Your task >> Word for word, restate each of the records below.

Supplied information >>
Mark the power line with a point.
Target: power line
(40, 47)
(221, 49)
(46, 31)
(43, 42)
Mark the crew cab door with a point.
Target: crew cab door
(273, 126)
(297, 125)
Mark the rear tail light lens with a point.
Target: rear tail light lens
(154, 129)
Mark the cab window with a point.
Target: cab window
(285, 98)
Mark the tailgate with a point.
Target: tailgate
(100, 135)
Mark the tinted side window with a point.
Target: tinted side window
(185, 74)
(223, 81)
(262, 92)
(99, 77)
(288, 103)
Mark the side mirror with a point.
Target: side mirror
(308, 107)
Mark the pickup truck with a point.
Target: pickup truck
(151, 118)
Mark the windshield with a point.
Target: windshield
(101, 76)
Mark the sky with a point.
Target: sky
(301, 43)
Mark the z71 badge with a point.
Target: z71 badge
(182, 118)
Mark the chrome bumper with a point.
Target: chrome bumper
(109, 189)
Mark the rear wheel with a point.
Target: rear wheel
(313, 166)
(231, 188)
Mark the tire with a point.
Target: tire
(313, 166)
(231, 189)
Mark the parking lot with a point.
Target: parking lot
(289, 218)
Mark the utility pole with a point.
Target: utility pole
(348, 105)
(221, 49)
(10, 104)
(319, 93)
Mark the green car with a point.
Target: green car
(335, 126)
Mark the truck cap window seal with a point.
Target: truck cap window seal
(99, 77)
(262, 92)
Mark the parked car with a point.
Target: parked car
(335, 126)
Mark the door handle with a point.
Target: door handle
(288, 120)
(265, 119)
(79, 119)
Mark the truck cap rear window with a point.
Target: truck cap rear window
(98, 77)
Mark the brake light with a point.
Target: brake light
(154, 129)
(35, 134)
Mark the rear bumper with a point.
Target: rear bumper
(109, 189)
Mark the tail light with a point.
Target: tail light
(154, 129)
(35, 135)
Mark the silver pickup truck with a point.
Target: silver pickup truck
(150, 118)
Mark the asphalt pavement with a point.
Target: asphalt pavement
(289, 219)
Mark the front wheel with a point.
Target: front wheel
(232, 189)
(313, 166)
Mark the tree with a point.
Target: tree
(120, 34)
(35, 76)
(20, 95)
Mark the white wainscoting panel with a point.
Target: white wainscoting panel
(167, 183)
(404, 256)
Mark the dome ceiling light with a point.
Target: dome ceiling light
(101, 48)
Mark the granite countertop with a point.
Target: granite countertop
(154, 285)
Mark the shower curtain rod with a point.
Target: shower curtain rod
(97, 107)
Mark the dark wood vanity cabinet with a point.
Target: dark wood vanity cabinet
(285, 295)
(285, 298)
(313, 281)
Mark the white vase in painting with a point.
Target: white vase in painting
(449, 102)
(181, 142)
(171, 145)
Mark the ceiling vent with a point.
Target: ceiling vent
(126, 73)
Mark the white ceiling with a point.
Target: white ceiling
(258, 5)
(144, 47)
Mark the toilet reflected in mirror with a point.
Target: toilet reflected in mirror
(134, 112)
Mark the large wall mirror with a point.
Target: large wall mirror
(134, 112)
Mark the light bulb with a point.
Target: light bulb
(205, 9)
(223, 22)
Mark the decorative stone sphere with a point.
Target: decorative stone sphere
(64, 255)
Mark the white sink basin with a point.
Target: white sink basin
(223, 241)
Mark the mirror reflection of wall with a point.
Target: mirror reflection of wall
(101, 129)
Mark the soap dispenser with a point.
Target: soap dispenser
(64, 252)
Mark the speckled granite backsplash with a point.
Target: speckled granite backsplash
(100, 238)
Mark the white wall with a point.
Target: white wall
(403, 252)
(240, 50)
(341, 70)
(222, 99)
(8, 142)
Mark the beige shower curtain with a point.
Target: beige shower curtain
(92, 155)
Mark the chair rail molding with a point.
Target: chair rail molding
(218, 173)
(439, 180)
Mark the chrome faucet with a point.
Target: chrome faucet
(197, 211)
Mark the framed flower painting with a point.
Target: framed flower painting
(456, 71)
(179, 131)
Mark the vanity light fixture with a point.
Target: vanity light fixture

Result of the task >>
Mark the power line with a point.
Target: power line
(40, 47)
(221, 49)
(46, 31)
(43, 42)
Mark the crew cab door with a point.
Target: crew cab door
(273, 126)
(297, 125)
Mark the rear tail light lens with a point.
Target: rear tail light lens
(154, 129)
Mark the cab window with a point.
Target: cab window
(285, 98)
Mark the tailgate with a point.
Target: tailgate
(100, 135)
Mark the tinted side window with a point.
Target: tinted side window
(185, 74)
(223, 81)
(262, 92)
(99, 77)
(288, 103)
Mark the side mirror with a point.
Target: side mirror
(308, 107)
Mark the pickup truck with a point.
Target: pickup truck
(151, 118)
Mark the windshield with a point.
Target: windshield
(101, 76)
Mark the sky with a point.
Target: sky
(301, 43)
Mark the z71 badge with a point.
Target: z71 badge
(182, 118)
Mark the chrome bumper with a point.
Target: chrome bumper
(109, 189)
Mark the rear wheel with a point.
Target: rear wheel
(313, 166)
(231, 188)
Mark the tire with a point.
Target: tire
(313, 166)
(231, 189)
Mark the parking lot with a point.
Target: parking lot
(289, 218)
Mark the utility pole with a point.
Target: utility pole
(348, 105)
(221, 49)
(10, 104)
(319, 93)
Mark the green car with a point.
Target: green car
(335, 126)
Mark the truck cap window seal with a point.
Target: truck cap window seal
(99, 77)
(262, 92)
Mark the parked car with a point.
Target: parked car
(335, 126)
Mark the door handle with a point.
Target: door handle
(288, 120)
(265, 119)
(79, 119)
Mark the truck cap rear window with a point.
Target: truck cap rear window
(98, 77)
Mark the brake light with a point.
Target: brake light
(154, 129)
(35, 134)
Mark the rear bumper with a point.
Target: rear bumper
(109, 189)
Mark the tail light with a point.
Target: tail light
(154, 129)
(35, 135)
Mark the silver pickup truck with a point.
Target: silver pickup truck
(150, 118)
Mark the asphalt pavement with a point.
Target: asphalt pavement
(289, 219)
Mark the front wheel with a point.
Target: front wheel
(232, 189)
(313, 166)
Mark the tree with a point.
Target: tree
(120, 34)
(35, 76)
(20, 95)
Mark the white wainscoting panel with a point.
Target: white wainscoting panel
(167, 183)
(404, 256)
Mark the dome ceiling light with a point.
Target: dome ceiling light
(101, 48)
Mark the granite countertop with a point.
Target: granite countertop
(154, 285)
Mark the shower curtain rod with a point.
Target: shower curtain rod
(97, 107)
Mark the dark wood vanity cabinet with a point.
Target: dark wood vanity cabinet
(285, 295)
(285, 298)
(313, 281)
Mark the white vase in painting with a point.
Target: white vase in painting
(449, 102)
(181, 142)
(171, 145)
Mark the ceiling vent with a point.
Target: ceiling vent
(126, 73)
Mark the white ceiling with a point.
Target: white ceiling
(258, 5)
(144, 47)
Mark the toilet reflected in mirror with a point.
Target: toilet reflected in mirror
(134, 112)
Mark the large wall mirror with a point.
Target: large wall mirror
(134, 112)
Mark the light bulb with a point.
Target: light bulb
(205, 9)
(223, 22)
Mark the decorative stone sphere with a point.
Target: decorative stone sphere
(64, 255)
Mark the white sink basin with a point.
Target: white sink basin
(223, 241)
Mark the mirror reflection of wall with a point.
Target: mirror reflection of wall
(101, 129)
Mark the soap dispenser with a point.
Target: soap dispenser
(64, 252)
Mark the speckled granite backsplash with a point.
Target: speckled granite backsplash
(100, 238)
Mark the white wall with a point.
Target: white wall
(403, 252)
(240, 50)
(341, 70)
(222, 99)
(8, 142)
Mark the beige shower curtain with a point.
Target: beige shower curtain
(92, 155)
Mark the chair rail molding with a point.
Target: chair rail molding
(218, 173)
(439, 180)
Mark the chrome faucet with a point.
Target: chrome faucet
(197, 211)
Mark the framed flower painting with a point.
Target: framed flower painting
(456, 71)
(179, 131)
Mark the vanity light fixture with a point.
Target: vanity light fixture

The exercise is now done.